● **WHAT YOU SHOULD DO**: Carry on the article below about budget hostels in the Canadian Rockies, starting after its final sentence.

● **DOCUMENT SEGMENT**:
* Start *

Rockies On A Budget For Access, Economy It’s Hard To Beat Hostels For A Vacation In Canada’s High Country
In the midst of the Canadian Rockies is one of the most lavishly appointed outhouses in North America.
Throw rugs adorn its floor; maps and posters paper the ceiling and walls; a battery-powered lamp hangs over the seat; shelves on both sides of the door are stacked with magazines and “You are in Bear Country” pamphlets. There’s even a guest book. Past patrons have filled it with plaudits, some in verse, for the outhouse’s amenities and scenic location beside the Sunwapta River.
You have to wonder, while sequestered in this most hospitable one-holer, where else in the world you could peek out a lavatory door at mountains and a milky-blue river while reciting, in regal luxury, mildly scatological odes composed by your predecessors.
The price for all this is ridiculously low. The outhouse is part of the Beauty Creek Hostel, a rustic guesthouse that charges about $8 for a night’s stay in one of its log bunkhouses. With a membership in Hostelling International, anybody can stay at the Beauty Creek Hostel or any of the other 11 hostels scattered across Jasper, Banff and Yoho National Parks, the three most renowned preserves in the Canadian Rockies along the Alberta-British Columbia border.
Hostelling International is the new moniker adopted by the International Youth Hostel Federation, an umbrella organization of 5,000 hostels around the world. For $25 per year, members, who may be of any age (hence the expulsion of “youth” from the organization’s name), have access to every HI establishment on the globe and are given a guidebook that lists HI hostels in Canada and the United States.
A hostel, for those unfamiliar with the concept, commonly consists of two or more bunkrooms, a common living area and a cook-it-yourself kitchen. Instead of banishing guests to separate rooms, hotel-style, a hostel’s communal nature brings travelers together and, more important, keeps accommodation prices within reach of skimpy travel budgets. Even the most expensive hostel in the Canadian Rockies, the Lake Louise International Hostel, charges about $15 per night, though its amenities rival those of a posh mountain chalet.
Low prices and the prospect of sequestering oneself in Beauty Creek’s hostel may be enticing enough, but there is an even better reason to visit Alberta’s hostels: They offer unequaled access to the Rocky Mountains.
In Canada, the Rockies are not the broad, hulking beasts that they are in the United States. Instead, the mountains are sharp and densely arrayed, as if Alberta was the resting place of a huge, primordial predator, its jaws stretched open to each horizon and resplendent with row upon row of needle-like teeth.
Wedged among many peaks are glaciers - cracked tongues of ice drooping from ledges and canyons. In Jasper, Banff and Yoho, any flat ground - in forested valleys or at the shores of lakes - is at a premium.
Nevertheless, these three Canadian parks have made room for hostels while their American counterparts have not. Besides campgrounds, there are no basic, cheap accommodations within the national parks in Montana, Wyoming or Colorado, the heart of the American Rockies. Sleeping in a bed in Glacier, Yellowstone or Rocky Mountain national parks will cost you dearly.

* End *

● **SOURCE DATA**:
* Start *

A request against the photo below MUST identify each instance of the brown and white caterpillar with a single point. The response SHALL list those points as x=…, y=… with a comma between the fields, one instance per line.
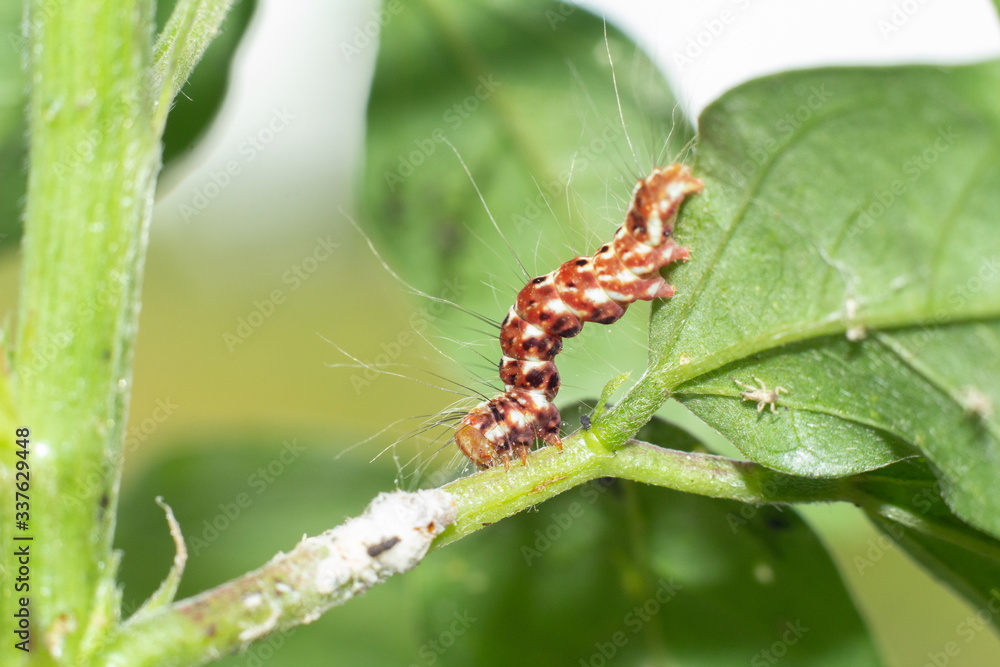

* End *

● **TASK RESPONSE**:
In Jasper, Banff and Yoho, however, visitors can drive from one hostel to another, using the bunkhouses, kitchens, saunas and nearby hiking trails to gain a more intimate - and comfortable - acquaintance with the Rocky Mountains, North America’s backbone, than can be gained anywhere else.
Of course, comfort is relative, as I am reminded when checking in to the Maligne Canyon Hostel, my first stop in a week-and-a-half long trek through Canada’s Rockies. My bed, in one of the cabins clustered around a cookhouse, resembles less a bunk than a shelf, wedged between and under other shelves, each laden with an exhausted and aromatic hiker. The tiny room has the ambience of an airless pantry piled with decaying vegetables.
Requiring hostelers to do a daily chore was once a cornerstone of the hostelling philosophy, though many hostels have lately dropped the practice. But rustic hostels such as those at Maligne Canyon and Beauty Creek, which lack running water and plumbing, would soon become uninhabitable if guests did not do some of the dirty work.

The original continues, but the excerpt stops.